**** INFORMATION GIVEN
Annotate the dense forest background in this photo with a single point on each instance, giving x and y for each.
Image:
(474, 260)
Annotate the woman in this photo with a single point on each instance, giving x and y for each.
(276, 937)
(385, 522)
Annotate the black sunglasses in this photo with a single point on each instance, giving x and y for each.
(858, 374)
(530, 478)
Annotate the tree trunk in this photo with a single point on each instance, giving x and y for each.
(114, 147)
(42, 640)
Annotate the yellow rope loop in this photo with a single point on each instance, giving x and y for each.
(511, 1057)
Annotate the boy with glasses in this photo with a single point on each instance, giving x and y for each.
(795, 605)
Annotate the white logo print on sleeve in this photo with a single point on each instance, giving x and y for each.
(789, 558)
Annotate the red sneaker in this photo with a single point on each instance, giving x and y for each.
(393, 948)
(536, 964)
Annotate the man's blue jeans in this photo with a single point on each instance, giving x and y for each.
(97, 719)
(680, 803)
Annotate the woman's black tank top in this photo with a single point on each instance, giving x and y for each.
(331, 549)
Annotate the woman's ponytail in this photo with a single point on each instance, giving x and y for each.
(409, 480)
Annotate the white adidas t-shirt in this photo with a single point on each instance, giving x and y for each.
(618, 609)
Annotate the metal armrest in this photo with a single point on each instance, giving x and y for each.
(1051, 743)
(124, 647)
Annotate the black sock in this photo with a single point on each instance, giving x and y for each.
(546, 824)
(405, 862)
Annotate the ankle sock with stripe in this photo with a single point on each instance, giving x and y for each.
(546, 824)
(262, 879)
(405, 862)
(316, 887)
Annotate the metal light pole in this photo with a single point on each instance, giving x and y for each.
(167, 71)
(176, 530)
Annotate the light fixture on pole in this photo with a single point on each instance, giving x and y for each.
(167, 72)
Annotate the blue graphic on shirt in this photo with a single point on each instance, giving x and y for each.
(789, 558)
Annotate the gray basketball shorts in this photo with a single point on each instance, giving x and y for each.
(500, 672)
********
**WHAT IS NEEDED**
What is needed is an exact copy of the lines from the one containing "Annotate the light" to the end of the data; please add nothing else.

**ANSWER TO THIS TASK**
Annotate the light fixture on pole in this photo with a single point on each instance, giving x and y for each.
(167, 72)
Annotate the blue graphic on shirt in this photo with a single point on each instance, giving x and y for each.
(789, 558)
Annotate the gray basketball shorts in this photo with a single point on each instance, giving x and y for each.
(500, 672)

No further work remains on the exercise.